■ TASK STATEMENT ■
The line containing "Mark one point per instance of the truck" marks the start; return it and every line after it in the listing below, exactly, through the last.

___ SOURCE DATA ___

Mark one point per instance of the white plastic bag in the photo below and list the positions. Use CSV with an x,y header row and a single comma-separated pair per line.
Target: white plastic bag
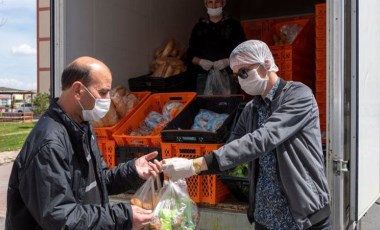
x,y
218,82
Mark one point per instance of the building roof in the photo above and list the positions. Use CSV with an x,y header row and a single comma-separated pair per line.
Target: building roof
x,y
6,90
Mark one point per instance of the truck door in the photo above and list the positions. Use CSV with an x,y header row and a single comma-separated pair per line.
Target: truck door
x,y
353,108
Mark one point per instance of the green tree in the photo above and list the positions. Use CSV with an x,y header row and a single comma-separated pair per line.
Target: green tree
x,y
40,103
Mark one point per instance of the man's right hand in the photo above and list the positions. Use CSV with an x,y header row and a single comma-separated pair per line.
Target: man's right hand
x,y
206,64
141,217
177,168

___

■ TASK SOLUTION ■
Mark one point per instance of the truck door in the photo above and list the positions. Use CSV with an x,y header row and a single comma-separated pair per line.
Target: truck door
x,y
353,108
Mark one point per instance of the green tree in the photo above and list the positions. Use CSV with an x,y header row and a single comma-separated pair per line.
Target: green tree
x,y
40,103
Mark one point per instance of the man's right hand in the photo above and list the positions. Use CSV with an x,y header row and a single comma-separated pair per line.
Target: man's right hand
x,y
206,64
141,217
177,168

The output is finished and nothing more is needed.